◆ What is being asked ◆
Update the entries from the start through the line containing "M 3 79 L 51", inclusive, by replacing "dirt ground" with "bare soil". Return those lines with nothing else changed.

◆ Given records ◆
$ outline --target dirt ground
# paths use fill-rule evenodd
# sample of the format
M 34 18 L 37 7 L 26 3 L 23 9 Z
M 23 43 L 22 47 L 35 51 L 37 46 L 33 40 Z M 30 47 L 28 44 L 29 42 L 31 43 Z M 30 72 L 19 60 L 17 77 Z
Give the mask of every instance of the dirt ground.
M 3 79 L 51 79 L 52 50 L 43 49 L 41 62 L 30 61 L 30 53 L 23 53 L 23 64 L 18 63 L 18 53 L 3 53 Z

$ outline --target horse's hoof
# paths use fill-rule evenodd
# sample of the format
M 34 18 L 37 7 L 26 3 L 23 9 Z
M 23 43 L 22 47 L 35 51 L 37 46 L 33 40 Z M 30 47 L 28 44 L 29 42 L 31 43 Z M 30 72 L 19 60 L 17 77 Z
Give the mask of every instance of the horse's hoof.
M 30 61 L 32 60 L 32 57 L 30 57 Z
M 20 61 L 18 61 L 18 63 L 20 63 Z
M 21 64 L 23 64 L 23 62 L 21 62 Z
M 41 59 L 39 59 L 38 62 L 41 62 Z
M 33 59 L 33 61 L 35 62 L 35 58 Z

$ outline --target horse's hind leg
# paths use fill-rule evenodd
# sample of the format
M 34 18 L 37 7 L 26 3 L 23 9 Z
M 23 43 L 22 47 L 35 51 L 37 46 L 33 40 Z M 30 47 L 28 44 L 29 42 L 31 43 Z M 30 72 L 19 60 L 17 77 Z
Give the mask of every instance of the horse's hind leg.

◆ Exercise solution ◆
$ outline --target bare soil
# paths use fill-rule evenodd
# sample of the format
M 34 18 L 37 7 L 26 3 L 23 9 Z
M 23 43 L 22 47 L 35 51 L 37 46 L 33 40 Z M 30 47 L 28 44 L 29 42 L 31 43 Z M 30 72 L 19 60 L 17 77 Z
Give the mask of every instance of the bare soil.
M 3 79 L 51 79 L 52 50 L 43 49 L 41 62 L 30 61 L 30 53 L 23 53 L 23 64 L 18 63 L 18 53 L 3 53 Z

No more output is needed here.